>>>>>

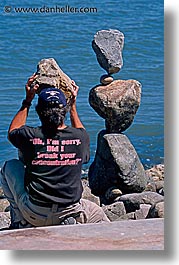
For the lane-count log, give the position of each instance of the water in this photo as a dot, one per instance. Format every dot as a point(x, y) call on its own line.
point(26, 38)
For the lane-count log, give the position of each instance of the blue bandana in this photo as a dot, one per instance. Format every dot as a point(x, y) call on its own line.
point(52, 96)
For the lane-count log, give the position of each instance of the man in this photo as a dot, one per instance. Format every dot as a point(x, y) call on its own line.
point(46, 189)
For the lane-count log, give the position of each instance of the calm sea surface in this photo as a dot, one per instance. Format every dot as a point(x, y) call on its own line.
point(27, 37)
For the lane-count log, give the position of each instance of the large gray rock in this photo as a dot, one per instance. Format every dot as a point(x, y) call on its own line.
point(116, 164)
point(51, 75)
point(114, 210)
point(108, 46)
point(132, 201)
point(117, 103)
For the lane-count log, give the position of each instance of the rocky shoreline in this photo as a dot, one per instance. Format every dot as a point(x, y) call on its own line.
point(131, 206)
point(117, 180)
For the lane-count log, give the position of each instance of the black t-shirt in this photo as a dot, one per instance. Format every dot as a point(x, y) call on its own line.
point(53, 164)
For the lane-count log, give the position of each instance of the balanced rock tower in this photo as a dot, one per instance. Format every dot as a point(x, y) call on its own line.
point(116, 168)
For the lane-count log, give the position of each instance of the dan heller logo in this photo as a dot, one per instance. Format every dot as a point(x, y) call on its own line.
point(54, 9)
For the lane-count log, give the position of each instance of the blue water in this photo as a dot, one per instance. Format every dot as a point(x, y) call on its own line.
point(26, 38)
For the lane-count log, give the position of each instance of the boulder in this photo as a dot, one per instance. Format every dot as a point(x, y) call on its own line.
point(87, 193)
point(4, 220)
point(132, 201)
point(116, 164)
point(142, 212)
point(117, 103)
point(156, 211)
point(51, 75)
point(114, 211)
point(4, 205)
point(108, 46)
point(156, 172)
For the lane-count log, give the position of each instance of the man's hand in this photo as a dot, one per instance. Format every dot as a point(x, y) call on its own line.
point(31, 91)
point(75, 120)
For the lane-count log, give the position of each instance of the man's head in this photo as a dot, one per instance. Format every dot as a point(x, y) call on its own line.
point(51, 108)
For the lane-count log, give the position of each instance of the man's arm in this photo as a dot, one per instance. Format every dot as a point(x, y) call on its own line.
point(75, 120)
point(21, 116)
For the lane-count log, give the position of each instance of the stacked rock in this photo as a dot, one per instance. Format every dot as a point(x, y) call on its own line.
point(116, 168)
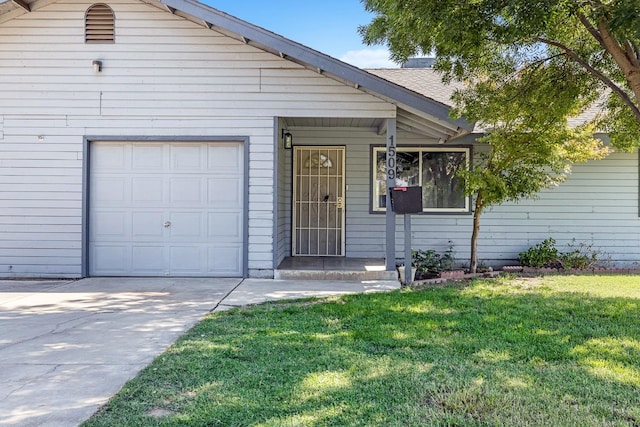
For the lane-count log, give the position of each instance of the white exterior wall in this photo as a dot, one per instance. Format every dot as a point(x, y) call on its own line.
point(597, 205)
point(165, 76)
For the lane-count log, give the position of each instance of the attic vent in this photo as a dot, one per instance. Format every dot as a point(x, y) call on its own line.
point(100, 24)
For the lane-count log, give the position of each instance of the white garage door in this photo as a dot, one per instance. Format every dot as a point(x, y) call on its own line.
point(166, 209)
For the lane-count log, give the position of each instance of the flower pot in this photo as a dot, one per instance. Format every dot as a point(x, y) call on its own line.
point(401, 274)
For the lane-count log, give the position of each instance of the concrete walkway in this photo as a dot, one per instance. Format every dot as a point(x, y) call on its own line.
point(67, 346)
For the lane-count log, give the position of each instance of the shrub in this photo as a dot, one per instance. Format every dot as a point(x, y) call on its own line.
point(544, 254)
point(580, 257)
point(428, 262)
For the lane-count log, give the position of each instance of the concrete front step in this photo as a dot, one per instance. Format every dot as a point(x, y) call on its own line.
point(346, 275)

<<<<<

**Directive**
Write out all of the data above word for word, leaving the pictures out of your answer.

**Problem solution**
For the lane-count log, give the position of each instance of the water in this photo as a dot, one per instance. Format every dot as a point(x, y) call on its own line.
point(26, 38)
For the lane-count log, give the position of each instance of the blue bandana in this photo as a dot, one per instance. Format every dot as a point(x, y) call on its own line.
point(52, 96)
For the lane-count log, give the position of each instance of the man in this photo as a dot, one per instance. Format every dot as a point(x, y) call on its own line.
point(46, 189)
For the lane-count log, give the position of each instance of the calm sea surface in this photo as a dot, one per instance. Format every dot as a point(x, y) call on its own line.
point(27, 37)
For the lane-count log, give the position of each instance of the large gray rock in this photo as a dot, one per instance. Format every dot as a point(x, y) call on its own line.
point(116, 164)
point(51, 75)
point(114, 210)
point(108, 46)
point(132, 201)
point(117, 103)
For the lane-count log, give the position of each instance of the rocky shoreline in this photo as a dot, one per instance. Format every dot as a point(x, y) call on its own line.
point(131, 206)
point(117, 180)
For the lane-count log, give the position of each instance of the black t-shirt in this photo as a dot, one per instance. Format every dot as a point(x, y) call on its own line.
point(53, 164)
For the lane-count log, give the position of each instance of the balanced rock tower in this photo as a dot, one per instance. Format every dot as a point(x, y) call on its own line.
point(116, 168)
For the lane-count log, give the position of each instance of the dan heller logo in this photo as a dot, one per instance. Format every dot as a point(x, y) call on its own line.
point(54, 9)
For the lane-count log, give the position of each instance of the blue water in this photo as a dot, one per instance. Format every dot as a point(x, y) call on its own line.
point(26, 38)
For the lane-count log, give the position of each instance of the boulder in this photo as a dot, one per instance. Format every dot as a point(x, y) call on its own line.
point(87, 193)
point(4, 220)
point(132, 201)
point(116, 164)
point(142, 212)
point(117, 103)
point(156, 211)
point(51, 75)
point(114, 211)
point(4, 205)
point(108, 46)
point(156, 172)
For the lane-count log, give the position of each instance of the man's hand in this photo as a dot, one per instance. Format every dot as a point(x, y) call on its own line.
point(31, 91)
point(75, 120)
For the lane-count log, give the position of each instance of the man's head in this photo as a dot, one per instance. Format every dot as a point(x, y) call on its own line.
point(51, 108)
For the lane-count log, give the position of each instance of the man's arm in this photo as a dot, one per instance. Format every dot as a point(x, y) call on its own line.
point(75, 120)
point(21, 116)
For the lane-count log, give the position of each instance of the stacked rock in this photo as a dot, one per instance. Format every dot as a point(x, y) call on its own line.
point(116, 168)
For the lane-count log, give the position of each instance of the white exterior wall in this photo as a dot, one per instance. Format every dot as a point(x, y) call on its own line.
point(597, 205)
point(165, 76)
For the lane-count log, give the position of each instance of the attic vent in this photo as a dot, one per instance. Format every dot as a point(x, y) call on its own line.
point(100, 24)
For the lane-count log, give the position of each instance of the white garage door in this photo as a dot, one per instance. Format every dot as a point(x, y) call on its own line.
point(166, 209)
For the lane-count log, give the position of each instance of the flower pot in this photo as a dot, one per instance. Format every dot as a point(x, y) call on its own line.
point(401, 274)
For the lane-count log, give the position of each instance of the concrete walkway in this photo as a dot, one per instance. Format every dot as a point(x, y) call on its own line.
point(67, 346)
For the lane-count log, give the position of each instance of the shrub in this photo as a dot, one per instance. Format every dot as a point(x, y) call on its own line.
point(544, 254)
point(580, 257)
point(428, 262)
For the lane-count log, give the position of each instance of the concrete front step in this photo as a dot, one per instance. Format every dot as a point(x, y) call on its own line.
point(346, 275)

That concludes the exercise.